→ **Problem to solve**: Copy out the following comments on eating restaurant food under dietary restrictions, word for word and in full.
Extract provided below:
People who do this- ewww. Pressing grease out of your food with napkins is disgusting!
I’m not vegetarian, but I don’t eat meat or chicken in non-kosher restaurants. My approach to restaurants like that is… don’t eat there. It’s not as if there aren’t other restaurants that are friendlier to my dietary needs.
Get a clue. If you had similar problems, you’d probably be doing about the same.
I don’t fault you for your lack of compassion, though. It’s human nature to not have compassion if we haven’t had some sort of similar suffering, and you clearly haven’t.
Sometimes, for a reason or another, I have no choice. Luckily my not eating meat is not a religious or ethical dilemma for me, I just prefer not to. I also prefer if the people with me don’t have to spend any time pondering about my dietary choices. So I just shut up and eat as best as I can.
I am aware that doing this is not possible for some people (allergies, religion, ethics, whatever), but it works for me.
I certainly can’t fault you for your lack of life experience, can I? If you don’t have it, you don’t have it. It would be like faulting you for being rude toward someone who was complaining about changing a flat tire in the rain at night, if you’ve never even touched a tire.
End of Extract provided.
Source material below:
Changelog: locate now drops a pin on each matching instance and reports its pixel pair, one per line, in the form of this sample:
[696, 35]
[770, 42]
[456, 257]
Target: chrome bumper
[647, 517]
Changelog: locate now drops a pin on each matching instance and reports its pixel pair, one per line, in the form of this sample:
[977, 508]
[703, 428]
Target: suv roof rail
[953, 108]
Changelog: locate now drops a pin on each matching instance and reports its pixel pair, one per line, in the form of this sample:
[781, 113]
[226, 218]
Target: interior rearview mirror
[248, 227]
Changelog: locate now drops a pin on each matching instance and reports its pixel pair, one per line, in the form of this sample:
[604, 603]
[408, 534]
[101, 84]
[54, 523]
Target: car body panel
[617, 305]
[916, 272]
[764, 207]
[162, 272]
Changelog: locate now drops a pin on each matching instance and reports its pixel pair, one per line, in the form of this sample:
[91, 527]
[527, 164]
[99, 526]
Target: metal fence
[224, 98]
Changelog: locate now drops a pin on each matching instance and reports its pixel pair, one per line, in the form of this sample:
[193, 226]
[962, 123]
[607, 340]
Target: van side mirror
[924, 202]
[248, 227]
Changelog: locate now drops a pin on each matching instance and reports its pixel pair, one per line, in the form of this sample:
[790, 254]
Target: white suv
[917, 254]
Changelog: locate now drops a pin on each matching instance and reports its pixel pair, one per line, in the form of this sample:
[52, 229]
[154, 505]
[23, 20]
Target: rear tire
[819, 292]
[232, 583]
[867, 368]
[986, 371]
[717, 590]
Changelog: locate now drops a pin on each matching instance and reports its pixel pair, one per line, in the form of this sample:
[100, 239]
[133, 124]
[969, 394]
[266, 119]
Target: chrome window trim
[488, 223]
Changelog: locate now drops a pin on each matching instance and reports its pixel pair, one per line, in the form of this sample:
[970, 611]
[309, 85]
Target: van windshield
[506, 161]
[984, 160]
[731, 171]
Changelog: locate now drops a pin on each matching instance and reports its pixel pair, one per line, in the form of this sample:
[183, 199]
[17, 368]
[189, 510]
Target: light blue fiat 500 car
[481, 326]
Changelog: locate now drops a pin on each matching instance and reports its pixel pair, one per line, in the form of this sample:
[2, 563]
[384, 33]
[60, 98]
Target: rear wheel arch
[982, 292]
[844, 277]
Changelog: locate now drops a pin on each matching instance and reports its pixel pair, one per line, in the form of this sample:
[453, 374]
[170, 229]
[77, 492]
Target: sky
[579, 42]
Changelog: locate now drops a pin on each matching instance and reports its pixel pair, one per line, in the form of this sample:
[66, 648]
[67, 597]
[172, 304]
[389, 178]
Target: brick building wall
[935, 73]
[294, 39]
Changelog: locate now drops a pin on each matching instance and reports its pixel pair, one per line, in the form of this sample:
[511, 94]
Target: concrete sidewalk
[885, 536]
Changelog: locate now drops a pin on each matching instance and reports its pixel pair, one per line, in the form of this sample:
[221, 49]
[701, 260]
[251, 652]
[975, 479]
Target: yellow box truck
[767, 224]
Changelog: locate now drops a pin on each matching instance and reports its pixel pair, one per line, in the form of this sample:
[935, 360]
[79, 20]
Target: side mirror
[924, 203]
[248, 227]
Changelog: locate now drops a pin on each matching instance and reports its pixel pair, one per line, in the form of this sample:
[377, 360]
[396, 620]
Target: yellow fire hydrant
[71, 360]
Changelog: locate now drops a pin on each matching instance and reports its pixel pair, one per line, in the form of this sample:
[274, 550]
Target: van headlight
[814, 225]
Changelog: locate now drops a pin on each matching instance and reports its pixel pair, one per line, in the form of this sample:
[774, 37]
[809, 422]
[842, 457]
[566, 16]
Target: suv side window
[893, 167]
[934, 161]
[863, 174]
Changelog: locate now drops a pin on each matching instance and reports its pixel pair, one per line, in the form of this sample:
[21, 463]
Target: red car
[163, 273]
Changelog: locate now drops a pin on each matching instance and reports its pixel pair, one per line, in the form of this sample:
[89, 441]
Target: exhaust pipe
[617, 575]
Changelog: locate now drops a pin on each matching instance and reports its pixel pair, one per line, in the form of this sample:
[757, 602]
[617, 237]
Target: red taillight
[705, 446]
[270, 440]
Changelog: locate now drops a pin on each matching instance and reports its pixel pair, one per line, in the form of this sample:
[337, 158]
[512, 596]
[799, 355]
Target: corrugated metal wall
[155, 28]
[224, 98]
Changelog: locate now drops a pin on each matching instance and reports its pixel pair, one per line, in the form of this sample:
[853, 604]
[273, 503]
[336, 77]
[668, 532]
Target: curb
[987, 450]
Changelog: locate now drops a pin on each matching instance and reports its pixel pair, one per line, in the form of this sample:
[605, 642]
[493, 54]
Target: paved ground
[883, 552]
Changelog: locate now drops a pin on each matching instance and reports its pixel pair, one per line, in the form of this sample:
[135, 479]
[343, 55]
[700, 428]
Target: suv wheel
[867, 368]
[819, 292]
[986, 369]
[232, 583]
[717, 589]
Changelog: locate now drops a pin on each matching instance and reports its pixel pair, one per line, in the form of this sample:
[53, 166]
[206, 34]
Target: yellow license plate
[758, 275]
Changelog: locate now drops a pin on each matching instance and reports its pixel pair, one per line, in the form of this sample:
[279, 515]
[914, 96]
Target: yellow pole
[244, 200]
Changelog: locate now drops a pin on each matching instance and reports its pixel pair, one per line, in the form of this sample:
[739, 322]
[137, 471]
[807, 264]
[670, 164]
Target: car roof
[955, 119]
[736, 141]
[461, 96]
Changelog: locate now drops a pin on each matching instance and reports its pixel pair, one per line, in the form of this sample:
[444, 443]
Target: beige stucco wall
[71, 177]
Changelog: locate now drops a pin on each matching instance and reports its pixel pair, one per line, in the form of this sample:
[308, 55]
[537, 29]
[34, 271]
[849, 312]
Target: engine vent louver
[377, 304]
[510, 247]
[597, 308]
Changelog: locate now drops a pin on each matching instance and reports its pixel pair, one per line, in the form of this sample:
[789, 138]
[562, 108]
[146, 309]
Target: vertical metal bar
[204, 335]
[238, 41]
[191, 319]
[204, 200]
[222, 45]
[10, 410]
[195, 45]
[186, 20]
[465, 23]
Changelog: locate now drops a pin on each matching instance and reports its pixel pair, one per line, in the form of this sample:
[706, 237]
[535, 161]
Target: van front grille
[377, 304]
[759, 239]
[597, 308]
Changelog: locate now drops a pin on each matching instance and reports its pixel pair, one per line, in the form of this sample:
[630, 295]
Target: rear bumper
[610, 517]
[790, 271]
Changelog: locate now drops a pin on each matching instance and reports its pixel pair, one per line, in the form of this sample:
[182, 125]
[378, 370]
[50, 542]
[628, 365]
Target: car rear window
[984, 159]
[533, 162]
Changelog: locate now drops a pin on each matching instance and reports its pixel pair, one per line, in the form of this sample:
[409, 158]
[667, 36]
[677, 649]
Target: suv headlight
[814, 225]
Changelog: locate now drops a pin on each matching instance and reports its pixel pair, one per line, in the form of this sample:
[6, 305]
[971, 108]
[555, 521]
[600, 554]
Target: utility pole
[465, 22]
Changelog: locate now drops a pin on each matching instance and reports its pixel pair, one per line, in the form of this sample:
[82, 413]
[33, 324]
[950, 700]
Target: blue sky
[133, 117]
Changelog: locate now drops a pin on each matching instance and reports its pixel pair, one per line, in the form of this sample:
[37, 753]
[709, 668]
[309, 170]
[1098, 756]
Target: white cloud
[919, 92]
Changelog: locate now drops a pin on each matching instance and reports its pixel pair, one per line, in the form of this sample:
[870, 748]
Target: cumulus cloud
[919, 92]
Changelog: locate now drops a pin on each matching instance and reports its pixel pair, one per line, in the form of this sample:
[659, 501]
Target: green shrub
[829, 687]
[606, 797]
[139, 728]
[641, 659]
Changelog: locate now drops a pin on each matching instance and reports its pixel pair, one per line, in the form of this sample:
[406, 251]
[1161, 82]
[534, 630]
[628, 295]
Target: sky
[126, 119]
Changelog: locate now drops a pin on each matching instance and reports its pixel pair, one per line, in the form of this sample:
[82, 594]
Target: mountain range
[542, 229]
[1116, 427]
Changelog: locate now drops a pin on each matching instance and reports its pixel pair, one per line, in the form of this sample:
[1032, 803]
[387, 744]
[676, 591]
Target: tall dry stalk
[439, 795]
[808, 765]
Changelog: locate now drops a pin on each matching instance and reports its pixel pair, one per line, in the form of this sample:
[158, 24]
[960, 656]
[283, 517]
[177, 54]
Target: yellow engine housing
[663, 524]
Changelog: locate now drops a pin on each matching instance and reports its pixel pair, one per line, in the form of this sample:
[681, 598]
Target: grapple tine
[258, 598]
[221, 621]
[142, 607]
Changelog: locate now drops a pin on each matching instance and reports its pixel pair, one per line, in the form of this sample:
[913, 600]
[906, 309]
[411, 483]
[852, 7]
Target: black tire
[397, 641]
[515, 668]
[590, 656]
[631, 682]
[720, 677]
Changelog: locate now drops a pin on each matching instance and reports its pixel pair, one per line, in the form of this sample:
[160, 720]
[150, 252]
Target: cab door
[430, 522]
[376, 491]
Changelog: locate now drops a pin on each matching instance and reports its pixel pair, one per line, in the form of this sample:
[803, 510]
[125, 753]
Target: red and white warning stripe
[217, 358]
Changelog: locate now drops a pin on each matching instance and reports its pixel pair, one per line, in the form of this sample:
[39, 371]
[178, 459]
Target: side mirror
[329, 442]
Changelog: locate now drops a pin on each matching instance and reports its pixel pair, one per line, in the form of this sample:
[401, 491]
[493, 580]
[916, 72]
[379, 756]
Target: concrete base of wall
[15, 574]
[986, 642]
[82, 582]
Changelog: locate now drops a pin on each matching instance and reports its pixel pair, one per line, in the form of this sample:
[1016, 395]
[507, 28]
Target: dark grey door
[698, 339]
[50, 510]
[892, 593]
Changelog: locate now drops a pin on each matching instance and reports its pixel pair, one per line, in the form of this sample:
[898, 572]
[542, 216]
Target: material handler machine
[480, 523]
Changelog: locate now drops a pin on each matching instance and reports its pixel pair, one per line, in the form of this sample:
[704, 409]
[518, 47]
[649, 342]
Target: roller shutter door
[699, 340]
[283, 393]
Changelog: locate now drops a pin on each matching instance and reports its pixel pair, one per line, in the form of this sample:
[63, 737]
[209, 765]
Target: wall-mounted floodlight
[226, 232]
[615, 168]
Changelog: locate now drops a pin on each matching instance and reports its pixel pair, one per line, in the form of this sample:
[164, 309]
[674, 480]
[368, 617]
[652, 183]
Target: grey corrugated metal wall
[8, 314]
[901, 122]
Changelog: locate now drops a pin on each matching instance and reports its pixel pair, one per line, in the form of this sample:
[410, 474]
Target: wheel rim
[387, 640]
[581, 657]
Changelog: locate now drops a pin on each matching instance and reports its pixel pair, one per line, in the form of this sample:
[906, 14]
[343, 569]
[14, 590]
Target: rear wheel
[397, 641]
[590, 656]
End of Source material.
→ **Solution for this exercise**:
People who do this- ewww. Pressing grease out of your food with napkins is disgusting!
I’m not vegetarian, but I don’t eat meat or chicken in non-kosher restaurants. My approach to restaurants like that is… don’t eat there. It’s not as if there aren’t other restaurants that are friendlier to my dietary needs.
Get a clue. If you had similar problems, you’d probably be doing about the same.
I don’t fault you for your lack of compassion, though. It’s human nature to not have compassion if we haven’t had some sort of similar suffering, and you clearly haven’t.
Sometimes, for a reason or another, I have no choice. Luckily my not eating meat is not a religious or ethical dilemma for me, I just prefer not to. I also prefer if the people with me don’t have to spend any time pondering about my dietary choices. So I just shut up and eat as best as I can.
I am aware that doing this is not possible for some people (allergies, religion, ethics, whatever), but it works for me.
I certainly can’t fault you for your lack of life experience, can I? If you don’t have it, you don’t have it. It would be like faulting you for being rude toward someone who was complaining about changing a flat tire in the rain at night, if you’ve never even touched a tire.